(TASK PROMPT):
Copy each of the entries below word for word, keeping every line unchanged.

+ + + + + + +

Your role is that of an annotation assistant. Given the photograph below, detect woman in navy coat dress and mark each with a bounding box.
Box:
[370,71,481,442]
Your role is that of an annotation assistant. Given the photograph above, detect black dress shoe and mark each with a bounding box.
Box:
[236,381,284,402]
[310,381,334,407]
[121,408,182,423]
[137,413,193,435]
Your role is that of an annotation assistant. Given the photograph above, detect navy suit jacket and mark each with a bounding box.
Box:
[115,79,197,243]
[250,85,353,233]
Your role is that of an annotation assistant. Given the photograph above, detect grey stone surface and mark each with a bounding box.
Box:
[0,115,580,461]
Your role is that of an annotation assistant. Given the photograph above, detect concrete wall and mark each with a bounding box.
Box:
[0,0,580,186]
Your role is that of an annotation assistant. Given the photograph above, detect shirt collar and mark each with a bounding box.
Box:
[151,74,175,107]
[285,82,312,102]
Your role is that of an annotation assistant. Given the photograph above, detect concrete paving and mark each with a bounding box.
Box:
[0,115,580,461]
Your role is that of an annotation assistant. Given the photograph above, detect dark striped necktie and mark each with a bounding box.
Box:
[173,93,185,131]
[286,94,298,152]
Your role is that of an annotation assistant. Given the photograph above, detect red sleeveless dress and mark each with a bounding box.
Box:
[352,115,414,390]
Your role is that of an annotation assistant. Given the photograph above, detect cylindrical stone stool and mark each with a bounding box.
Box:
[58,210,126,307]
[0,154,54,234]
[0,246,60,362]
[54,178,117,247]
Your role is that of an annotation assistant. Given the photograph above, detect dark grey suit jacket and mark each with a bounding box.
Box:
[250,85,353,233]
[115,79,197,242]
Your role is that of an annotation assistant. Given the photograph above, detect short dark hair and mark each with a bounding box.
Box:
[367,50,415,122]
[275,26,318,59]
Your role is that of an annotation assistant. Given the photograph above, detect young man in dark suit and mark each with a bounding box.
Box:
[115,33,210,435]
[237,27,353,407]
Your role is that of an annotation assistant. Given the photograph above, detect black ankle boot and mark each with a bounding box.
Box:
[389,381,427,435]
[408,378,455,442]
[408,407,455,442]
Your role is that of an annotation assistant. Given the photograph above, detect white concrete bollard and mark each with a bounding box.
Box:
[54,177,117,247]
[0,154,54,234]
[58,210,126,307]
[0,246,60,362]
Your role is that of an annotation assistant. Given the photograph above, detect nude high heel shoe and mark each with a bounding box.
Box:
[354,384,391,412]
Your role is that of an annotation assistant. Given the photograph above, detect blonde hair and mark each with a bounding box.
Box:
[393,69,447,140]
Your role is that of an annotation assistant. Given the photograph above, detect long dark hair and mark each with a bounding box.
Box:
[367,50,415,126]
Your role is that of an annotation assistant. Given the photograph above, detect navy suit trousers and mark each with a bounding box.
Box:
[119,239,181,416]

+ + + + + + +

(REPLY):
Your role is that of an annotation assistant. Given the photograph below, detect woman in navy coat dress and mark each with a bounding box.
Box:
[370,71,481,442]
Your role is that of an annotation assistant. Given the photograph above, detect black dress shoe and mark each with a bounding box.
Box:
[236,381,284,402]
[310,381,334,407]
[121,408,182,423]
[137,413,193,435]
Your role is that of an annotation assistant. Given the photograph above, detect navy suit jacket and mark each with a bounding box.
Box:
[115,79,197,243]
[250,85,353,233]
Your role is that of an annotation assistant. Given the photograph above, detect grey stone surface and mark each with a bounding box.
Box:
[0,115,580,461]
Your role is that of an annotation assistant. Given the photograph above, detect concrete wall and mark each with a bounding box.
Box:
[0,0,580,186]
Your role is that of an annotation assistant. Given the photograph above, detect shirt collar and mark each with a bounding box.
Box:
[151,74,175,107]
[285,82,312,102]
Your role is that of an annotation assistant. Given the photograph above, detect concrete paving and mark each with a bounding box.
Box:
[0,115,580,461]
Your role is that of an annotation assistant. Given the photograph above, detect dark striped necktie and mark each with a bounding box.
Box:
[173,93,185,131]
[286,94,298,152]
Your role is that of an annotation assistant. Given the photograph above, detect red sleeveless dress and mark each with a bounding box.
Box:
[352,115,414,390]
Your role is that of an annotation assistant. Given the photograph above, detect cylindrical stone stool and mark each with a bounding box.
Box:
[58,210,126,307]
[0,154,54,234]
[0,246,60,362]
[54,178,117,247]
Your role is that of an annotation assistant. Given the photograph above, detect dark grey suit jacket and mark each with a bounding box.
Box:
[250,85,353,233]
[115,79,197,242]
Your role is that of an annotation assistant. Given the photograph above, detect short dark hair and mark each with a bounding box.
Box:
[367,50,415,122]
[275,26,318,59]
Your role is that of an annotation assistant. Given the photograph above, detect young man in dark suit and mark each with a bounding box.
Box:
[115,33,210,435]
[237,27,353,407]
Your role is that of an annotation assistant. Given the photograph above, detect black ankle boot and mark each with a bounding box.
Box:
[389,381,427,435]
[408,378,455,442]
[408,407,455,442]
Your role is that of an annotation assistant. Given the photograph above, detect white concrete bollard and mark each with a bounding box.
Box:
[54,177,117,247]
[0,154,54,234]
[58,210,126,307]
[0,246,60,362]
Your role is that of an annotation assistant. Given the photograph above, detect nude high heel shoe and mark each with a bounding box.
Box:
[354,384,391,412]
Your role is that of an annotation assistant. Given the photograph above, detect blonde hair and mark each with a bounding box.
Box:
[393,69,447,140]
Your role is that of an annotation assistant. Given the photograph above, detect long dark hair and mark each with a bounding box.
Box:
[367,50,415,126]
Your role is that of an annotation assistant. Given the photograph above, detect navy suit trousers and mark each with a bounding box.
Box:
[119,239,181,416]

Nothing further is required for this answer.